---- Records to process
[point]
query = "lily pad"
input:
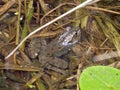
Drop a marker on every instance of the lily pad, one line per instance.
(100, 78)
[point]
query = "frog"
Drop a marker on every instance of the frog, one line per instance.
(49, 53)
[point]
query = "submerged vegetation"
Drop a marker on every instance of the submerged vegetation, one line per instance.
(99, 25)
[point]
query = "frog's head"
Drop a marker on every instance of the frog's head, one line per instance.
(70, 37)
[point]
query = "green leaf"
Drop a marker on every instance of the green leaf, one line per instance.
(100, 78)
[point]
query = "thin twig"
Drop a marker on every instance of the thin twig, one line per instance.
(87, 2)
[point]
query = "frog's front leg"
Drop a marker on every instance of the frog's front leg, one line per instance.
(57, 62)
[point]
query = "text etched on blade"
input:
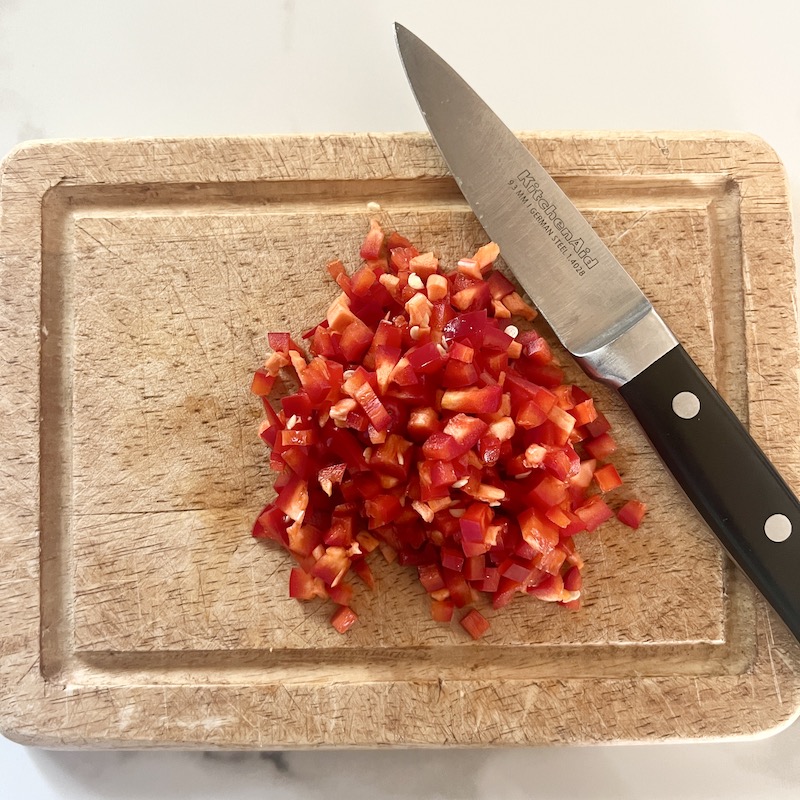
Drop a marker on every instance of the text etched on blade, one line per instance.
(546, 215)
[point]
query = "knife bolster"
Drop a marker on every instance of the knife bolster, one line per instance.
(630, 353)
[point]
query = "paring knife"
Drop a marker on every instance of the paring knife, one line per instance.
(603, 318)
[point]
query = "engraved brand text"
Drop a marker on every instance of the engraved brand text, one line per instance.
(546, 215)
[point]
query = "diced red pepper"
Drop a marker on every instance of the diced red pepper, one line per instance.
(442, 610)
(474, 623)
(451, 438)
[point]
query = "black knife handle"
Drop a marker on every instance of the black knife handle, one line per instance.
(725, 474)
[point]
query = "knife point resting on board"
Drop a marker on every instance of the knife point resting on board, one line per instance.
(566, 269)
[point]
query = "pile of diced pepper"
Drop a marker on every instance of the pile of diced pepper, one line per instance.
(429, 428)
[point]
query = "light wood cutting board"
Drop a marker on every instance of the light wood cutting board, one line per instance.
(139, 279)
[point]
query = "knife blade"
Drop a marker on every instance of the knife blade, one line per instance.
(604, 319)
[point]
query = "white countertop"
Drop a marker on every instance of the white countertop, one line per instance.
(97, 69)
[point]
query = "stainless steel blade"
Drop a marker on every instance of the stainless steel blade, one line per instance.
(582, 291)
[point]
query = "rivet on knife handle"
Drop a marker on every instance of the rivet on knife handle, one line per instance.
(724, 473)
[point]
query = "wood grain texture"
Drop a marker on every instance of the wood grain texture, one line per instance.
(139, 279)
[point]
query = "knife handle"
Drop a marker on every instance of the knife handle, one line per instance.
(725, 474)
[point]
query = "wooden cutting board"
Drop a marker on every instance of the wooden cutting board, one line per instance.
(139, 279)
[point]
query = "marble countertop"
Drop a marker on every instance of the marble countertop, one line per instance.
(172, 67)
--------
---- Records to process
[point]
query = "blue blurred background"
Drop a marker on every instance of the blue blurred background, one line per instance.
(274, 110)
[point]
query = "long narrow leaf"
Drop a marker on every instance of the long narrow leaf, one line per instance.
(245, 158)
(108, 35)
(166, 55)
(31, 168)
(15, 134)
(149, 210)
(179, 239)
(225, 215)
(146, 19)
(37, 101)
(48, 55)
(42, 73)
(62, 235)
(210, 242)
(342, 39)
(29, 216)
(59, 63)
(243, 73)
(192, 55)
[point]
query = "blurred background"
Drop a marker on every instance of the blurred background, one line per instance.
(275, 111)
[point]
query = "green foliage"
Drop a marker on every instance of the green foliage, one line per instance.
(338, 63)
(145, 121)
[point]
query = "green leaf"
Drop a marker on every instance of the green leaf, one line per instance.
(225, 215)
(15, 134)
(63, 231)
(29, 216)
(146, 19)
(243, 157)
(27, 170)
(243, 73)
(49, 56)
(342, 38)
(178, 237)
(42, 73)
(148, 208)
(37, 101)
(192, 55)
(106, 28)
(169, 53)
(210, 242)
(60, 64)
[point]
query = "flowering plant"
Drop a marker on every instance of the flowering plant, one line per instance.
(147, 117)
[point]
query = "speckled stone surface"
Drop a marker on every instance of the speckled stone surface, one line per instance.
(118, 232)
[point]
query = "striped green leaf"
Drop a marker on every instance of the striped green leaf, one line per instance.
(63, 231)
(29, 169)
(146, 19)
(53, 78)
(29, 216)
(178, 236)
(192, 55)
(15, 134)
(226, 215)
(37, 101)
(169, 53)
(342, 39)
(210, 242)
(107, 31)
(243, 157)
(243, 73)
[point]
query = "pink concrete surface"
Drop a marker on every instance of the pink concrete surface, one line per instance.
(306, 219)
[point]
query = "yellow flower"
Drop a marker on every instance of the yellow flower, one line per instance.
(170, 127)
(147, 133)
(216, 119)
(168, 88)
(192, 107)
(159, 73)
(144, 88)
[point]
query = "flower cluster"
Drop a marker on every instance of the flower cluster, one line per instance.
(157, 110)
--------
§ **Set exercise**: Which lines in the items above contain the word "blurred", matching case exactly? Copy each of those lines.

§ **Exercise output**:
query = "blue blurred background"
Drop a marker on every instance of the blue blurred background, one line per instance.
query = "blurred background"
Drop a marker on every instance of the blurred background, one line per instance.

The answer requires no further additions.